▸ TASK LIST:
**A)** In the article on Apple's U.S. manufacturing plans, how much does Apple plan to spend next year on building Macs in the U.S.?
**B)** Pick up the article on Apple's U.S. manufacturing plans after its final sentence and keep writing it.

▸ QUOTED TEXT:
[start]
Apple Polishes Image With 'Made In US Of A' Plans

In a typically well-orchestrated PR rollout, CEO Tim Cook yesterday bared -- barely -- Apple’s plans to manufacture some of its products in the United States. The announcement came in two separate interviews -- one a cover story in Bloomberg Businessweek and the other airing last night on NBC’s “Rock Center with Brian Williams” -- and the digital punditocracy is weighing in across the media universe this morning.  

Cook tells Bloomberg’s Josh Tyrangiel that the company plans to spend about $100 million next year on building Macs in the U.S. “This doesn’t mean that Apple will do it ourselves, but we’ll be working with people and we’ll be investing our money,” he says. “I don’t think we have a responsibility to create a certain kind of job,” Cook says. “But I think we do have a responsibility to create jobs.”

Cook tells “Rock Center”’s Williams why only a portion of the jobs will be relocating to the U.S.: “Over time, there are skills that are associated with manufacturing that have left the U.S. Not necessarily people, but the education system stopped producing them…., he says. “The consumer electronics world was really never here. It’s a matter of starting it here.”

Hmmmm. As Bloomberg Businessweek’s Adam Satariano writes in a separate article, Apple manufactured many products in the U.S. in such locations as Elk Grove, Calif., and Fountain, Colo., until the late 1990s, when it “moved manufacturing to Asia to take advantage of the region’s lower labor costs.”

“What's not to like?” asks San Jose Mercury News columnist Mike Cassidy. “The world's coolest, richest, most-talked-about company giving a shot in the arm to the Made in America movement; CEO Tim Cook saying that Apple has a responsibility to create jobs; and the prospect of firing up a computer that was shipped from down the street instead of across the ocean.”

But then Cassidy, and his sources, set about deconstructing what really amounts to an investment about 1% of Apple’s projected capital spending for 2013. "The cynical rationale, No.1, is publicity stunt," Santa Clara University business professor Andy Tsay tells Cassidy. Later, he adds, “it's always good if somebody is talking about doing something like this, but the devil is in the details.”

Let’s not forget, of course, that Apple has already created more than 600,000 jobs here in the U.S., as the “Rock Center” report points out, which “includes everything from research and development to retail to a solar power farm.” Not to mention all those folks creating apps in coffeehouses on their own dime.
[end]
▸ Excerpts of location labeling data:
[start]
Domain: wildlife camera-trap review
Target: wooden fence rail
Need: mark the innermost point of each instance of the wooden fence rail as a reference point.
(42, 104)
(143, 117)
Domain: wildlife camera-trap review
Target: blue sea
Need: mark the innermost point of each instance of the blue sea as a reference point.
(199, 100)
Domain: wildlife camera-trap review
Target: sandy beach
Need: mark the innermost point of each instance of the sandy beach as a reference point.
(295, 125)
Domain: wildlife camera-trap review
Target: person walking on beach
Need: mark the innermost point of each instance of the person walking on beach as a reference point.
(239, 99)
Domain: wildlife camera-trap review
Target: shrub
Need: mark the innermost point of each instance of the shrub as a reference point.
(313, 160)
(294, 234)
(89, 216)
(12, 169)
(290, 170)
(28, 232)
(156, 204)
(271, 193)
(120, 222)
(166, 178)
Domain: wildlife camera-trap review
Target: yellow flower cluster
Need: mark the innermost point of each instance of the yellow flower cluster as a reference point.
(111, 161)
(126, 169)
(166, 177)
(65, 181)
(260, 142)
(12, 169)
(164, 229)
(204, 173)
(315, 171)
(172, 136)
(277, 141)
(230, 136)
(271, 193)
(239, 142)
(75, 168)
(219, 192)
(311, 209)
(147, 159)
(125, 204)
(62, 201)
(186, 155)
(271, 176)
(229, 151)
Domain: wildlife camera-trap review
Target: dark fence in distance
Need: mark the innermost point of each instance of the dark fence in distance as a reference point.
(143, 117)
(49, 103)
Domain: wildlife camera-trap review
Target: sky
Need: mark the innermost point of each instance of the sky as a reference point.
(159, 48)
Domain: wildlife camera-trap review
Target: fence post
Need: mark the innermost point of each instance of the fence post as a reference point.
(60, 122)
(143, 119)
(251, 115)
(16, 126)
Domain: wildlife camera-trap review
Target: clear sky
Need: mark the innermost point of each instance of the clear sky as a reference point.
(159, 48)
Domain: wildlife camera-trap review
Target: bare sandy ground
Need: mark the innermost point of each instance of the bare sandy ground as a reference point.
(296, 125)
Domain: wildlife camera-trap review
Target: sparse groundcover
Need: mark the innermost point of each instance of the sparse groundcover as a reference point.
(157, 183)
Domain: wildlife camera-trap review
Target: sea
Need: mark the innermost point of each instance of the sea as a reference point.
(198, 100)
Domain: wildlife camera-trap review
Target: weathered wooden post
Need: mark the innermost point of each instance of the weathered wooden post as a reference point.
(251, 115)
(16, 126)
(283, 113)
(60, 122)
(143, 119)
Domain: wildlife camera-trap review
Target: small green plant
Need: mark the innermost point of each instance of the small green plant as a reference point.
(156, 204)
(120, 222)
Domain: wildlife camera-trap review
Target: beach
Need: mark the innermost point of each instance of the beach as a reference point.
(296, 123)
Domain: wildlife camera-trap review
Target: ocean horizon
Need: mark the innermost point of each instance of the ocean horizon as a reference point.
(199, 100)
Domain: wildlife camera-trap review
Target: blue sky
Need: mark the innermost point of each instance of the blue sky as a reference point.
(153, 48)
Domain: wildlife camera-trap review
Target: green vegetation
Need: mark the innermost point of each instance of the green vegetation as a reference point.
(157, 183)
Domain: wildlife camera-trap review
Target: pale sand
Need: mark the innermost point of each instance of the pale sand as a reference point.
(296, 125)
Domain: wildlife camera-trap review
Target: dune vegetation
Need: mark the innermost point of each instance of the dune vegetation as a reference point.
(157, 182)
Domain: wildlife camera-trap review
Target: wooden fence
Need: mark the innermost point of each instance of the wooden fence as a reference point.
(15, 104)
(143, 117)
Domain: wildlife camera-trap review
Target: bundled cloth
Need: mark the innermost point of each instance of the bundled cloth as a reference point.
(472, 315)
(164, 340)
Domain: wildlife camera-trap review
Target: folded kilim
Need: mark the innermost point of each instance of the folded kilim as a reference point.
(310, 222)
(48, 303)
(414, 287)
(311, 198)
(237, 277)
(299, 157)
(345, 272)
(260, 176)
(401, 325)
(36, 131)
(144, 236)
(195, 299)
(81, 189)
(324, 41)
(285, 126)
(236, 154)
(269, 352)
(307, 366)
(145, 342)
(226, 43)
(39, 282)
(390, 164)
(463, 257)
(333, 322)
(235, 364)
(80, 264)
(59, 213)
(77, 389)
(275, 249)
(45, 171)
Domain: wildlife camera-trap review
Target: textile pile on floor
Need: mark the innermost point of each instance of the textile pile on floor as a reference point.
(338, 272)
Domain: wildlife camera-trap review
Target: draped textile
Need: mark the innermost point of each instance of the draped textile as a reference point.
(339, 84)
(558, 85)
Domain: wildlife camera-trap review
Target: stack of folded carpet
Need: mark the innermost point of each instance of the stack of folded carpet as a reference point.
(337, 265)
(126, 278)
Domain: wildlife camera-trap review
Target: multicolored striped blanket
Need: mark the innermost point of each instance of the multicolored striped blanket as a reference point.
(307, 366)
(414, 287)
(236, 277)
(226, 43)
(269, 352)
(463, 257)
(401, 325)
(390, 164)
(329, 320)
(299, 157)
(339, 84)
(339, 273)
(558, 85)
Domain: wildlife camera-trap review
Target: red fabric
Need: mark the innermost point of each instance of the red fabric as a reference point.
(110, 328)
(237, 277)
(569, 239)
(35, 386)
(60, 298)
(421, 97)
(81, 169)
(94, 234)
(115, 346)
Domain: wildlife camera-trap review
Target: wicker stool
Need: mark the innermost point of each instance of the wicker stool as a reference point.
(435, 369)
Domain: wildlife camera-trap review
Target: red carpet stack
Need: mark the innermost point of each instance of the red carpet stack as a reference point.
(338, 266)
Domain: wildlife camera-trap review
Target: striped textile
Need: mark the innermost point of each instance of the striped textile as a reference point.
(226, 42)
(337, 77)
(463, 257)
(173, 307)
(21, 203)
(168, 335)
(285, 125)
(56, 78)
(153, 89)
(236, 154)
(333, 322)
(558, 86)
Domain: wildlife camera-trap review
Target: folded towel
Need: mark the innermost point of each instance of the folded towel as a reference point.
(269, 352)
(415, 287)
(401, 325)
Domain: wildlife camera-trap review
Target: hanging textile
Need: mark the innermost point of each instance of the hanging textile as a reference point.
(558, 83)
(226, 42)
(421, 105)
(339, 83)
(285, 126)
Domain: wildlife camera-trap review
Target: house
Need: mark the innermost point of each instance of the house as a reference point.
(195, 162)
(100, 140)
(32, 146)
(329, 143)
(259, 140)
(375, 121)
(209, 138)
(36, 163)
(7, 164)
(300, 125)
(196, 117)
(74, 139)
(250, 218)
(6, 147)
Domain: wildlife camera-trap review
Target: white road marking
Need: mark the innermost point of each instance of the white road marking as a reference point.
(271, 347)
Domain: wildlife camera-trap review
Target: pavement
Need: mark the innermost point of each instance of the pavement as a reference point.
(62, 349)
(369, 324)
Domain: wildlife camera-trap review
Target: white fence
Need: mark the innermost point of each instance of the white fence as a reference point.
[end]
▸ TASK-BY-TASK RESULTS:
**A)** About $100 million.

**B)**
Apple’s largest overseas partner, China’s Foxconn Technology Group, has been battered by both bad press and worker riots over its working conditions during the past year, as observed by Reuters. Foxconn says this morning that it is “exploring the opportunity to expand its existing manufacturing operations in the U.S.,” CNNMoney’s Charles Riley reports.

The AP’s Peter Svensson takes the tack that “Apple is emerging under Cook's leadership as a kinder corporate citizen.” When, in early 2011, President Obama asked Apple co-founder Steve Jobs whether Apple would consider moving some of its manufacturing back home from China, he reportedly replied, "Those jobs aren't coming back." 

"Cook is a gentler being in terms of how he projects himself," Gartner analyst Carolina Milanesi tells Svensson. But that “doesn't mean Cook is a softie,” Svensson writes. "Being gentle and being a pushover are two different things," says Milanesi. Case in point: the ousters of Scott Forstall and John Browett in late October.

Bringing assembly home could help Apple protect its intellectual property, Tim Bradshaw points out in Financial Times. “For the first time since the ’90s, Apple is taking steps to control the last pieces of the value chain it participates in,” Asymco mobile industry analyst Horace Dediu tells him. “It’s a baby step and perhaps it’s going to remain symbolic, but one can imagine a trajectory for this effort which will pay off, as well as retail has paid off 10 years after the first Apple store opened.”

“Some analysts are hopeful that the move by a big, innovative company like Apple could inspire a broader renaissance in American manufacturing, but a number of experts remain skeptical,” Catherine Rampell and Nick Wingfield write in the New York Times.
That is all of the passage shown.